§ TEXTO DA PÁGINA:
⟨

Um levantamento do Instituto Sou da Paz revela que apenas 37% dos casos de homicídios no Brasil geraram denúncia à justiça no ano de 2020. No estudo “Onde Mora a Impunidade? Porque o Brasil precisa de um Indicador Nacional de Esclarecimento de Homicídios”, o Instituto revela ainda que, dos 19 Estados que enviaram que enviaram dados completos para o cálculo do indicador de esclarecimento, apenas nove enviaram algum dado sobre o perfil das vítimas.
Além disso, o relatório mostra também que 76% dos homicídios foram realizados por armas de fogo e Ministérios Públicos e Tribunais de Justiça de oito estados ainda não conseguem produzir dados necessários para o cálculo do indicador: Alagoas, Amazonas, Goiás, Maranhão, Rio Grande do Norte, Rio Grande do Sul, Sergipe e Tocantins.

⟩

§ INSTRUÇÃO DADA 1: Segundo o texto sobre esclarecimento de homicídios, em quais estados os Ministérios Públicos e Tribunais de Justiça ainda não conseguem produzir os dados necessários para o cálculo do indicador? Liste todos.
§ INSTRUÇÃO DADA 2: De acordo com o texto sobre esclarecimento de homicídios, que percentual dos homicídios foi realizado por armas de fogo?

§ Registros brutos:
⟨

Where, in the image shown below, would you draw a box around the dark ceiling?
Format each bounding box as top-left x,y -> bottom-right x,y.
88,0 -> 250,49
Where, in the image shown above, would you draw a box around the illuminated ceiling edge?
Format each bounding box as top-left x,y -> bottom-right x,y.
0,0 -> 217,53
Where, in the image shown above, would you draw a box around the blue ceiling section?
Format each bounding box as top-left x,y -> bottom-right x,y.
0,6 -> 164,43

⟩
⟨

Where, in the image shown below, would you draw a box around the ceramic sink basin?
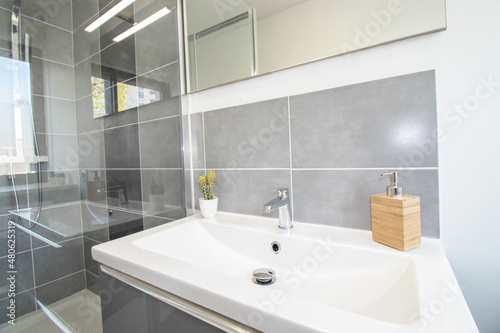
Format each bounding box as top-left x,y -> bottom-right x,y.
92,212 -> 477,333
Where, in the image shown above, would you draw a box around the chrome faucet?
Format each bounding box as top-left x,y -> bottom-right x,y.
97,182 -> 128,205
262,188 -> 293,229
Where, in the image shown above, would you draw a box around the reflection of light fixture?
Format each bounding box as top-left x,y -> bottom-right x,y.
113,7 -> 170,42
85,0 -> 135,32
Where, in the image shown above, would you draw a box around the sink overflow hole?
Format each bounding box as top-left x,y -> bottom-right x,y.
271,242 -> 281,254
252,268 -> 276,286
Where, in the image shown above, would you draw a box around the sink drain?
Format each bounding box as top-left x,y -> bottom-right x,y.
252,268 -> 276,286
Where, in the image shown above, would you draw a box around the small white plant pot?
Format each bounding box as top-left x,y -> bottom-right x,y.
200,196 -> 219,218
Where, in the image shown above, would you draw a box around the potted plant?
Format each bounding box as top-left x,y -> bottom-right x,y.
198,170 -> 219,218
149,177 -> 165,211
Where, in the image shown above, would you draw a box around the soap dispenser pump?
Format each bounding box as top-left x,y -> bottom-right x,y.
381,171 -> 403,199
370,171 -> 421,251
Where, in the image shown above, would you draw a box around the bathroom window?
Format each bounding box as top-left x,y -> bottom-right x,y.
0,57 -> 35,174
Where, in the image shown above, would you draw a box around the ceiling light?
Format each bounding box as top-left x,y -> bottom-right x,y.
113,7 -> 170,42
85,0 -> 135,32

⟩
⟨

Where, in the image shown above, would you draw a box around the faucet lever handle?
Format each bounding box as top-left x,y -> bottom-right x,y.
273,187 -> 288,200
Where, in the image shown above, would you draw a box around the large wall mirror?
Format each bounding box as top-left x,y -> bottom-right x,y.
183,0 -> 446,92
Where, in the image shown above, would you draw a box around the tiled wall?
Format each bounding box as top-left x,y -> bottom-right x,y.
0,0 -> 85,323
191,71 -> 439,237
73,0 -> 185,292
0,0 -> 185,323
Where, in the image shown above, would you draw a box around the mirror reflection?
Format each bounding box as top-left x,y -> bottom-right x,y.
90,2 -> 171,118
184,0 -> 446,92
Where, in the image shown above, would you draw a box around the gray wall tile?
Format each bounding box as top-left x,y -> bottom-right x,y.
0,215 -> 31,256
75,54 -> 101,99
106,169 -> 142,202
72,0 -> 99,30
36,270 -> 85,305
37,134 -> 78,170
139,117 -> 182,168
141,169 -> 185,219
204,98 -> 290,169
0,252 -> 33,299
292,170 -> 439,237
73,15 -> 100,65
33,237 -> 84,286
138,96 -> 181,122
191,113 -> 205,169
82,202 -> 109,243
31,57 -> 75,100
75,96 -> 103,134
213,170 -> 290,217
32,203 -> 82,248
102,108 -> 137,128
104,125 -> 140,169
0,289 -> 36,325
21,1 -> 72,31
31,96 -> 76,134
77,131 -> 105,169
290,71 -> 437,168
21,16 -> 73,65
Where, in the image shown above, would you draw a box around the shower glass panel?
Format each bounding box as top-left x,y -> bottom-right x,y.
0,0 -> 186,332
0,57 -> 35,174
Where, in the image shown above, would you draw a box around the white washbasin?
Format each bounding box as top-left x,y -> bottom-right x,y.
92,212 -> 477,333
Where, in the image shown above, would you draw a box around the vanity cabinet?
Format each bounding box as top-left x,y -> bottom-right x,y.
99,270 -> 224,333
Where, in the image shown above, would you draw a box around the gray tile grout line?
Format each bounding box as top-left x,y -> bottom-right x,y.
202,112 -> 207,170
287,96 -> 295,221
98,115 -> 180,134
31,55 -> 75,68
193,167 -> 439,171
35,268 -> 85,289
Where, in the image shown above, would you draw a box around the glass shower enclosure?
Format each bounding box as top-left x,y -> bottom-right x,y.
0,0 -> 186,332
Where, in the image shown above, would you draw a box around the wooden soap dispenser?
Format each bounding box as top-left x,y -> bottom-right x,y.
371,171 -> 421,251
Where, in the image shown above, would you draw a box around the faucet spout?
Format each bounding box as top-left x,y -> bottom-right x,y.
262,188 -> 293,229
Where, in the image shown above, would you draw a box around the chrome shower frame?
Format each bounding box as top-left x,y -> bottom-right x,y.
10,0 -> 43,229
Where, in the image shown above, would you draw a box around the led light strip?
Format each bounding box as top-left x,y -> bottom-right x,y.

⟩

§ RESPOSTA CORRETA 1: Alagoas, Amazonas, Goiás, Maranhão, Rio Grande do Norte, Rio Grande do Sul, Sergipe e Tocantins.

§ RESPOSTA CORRETA 2: 76%.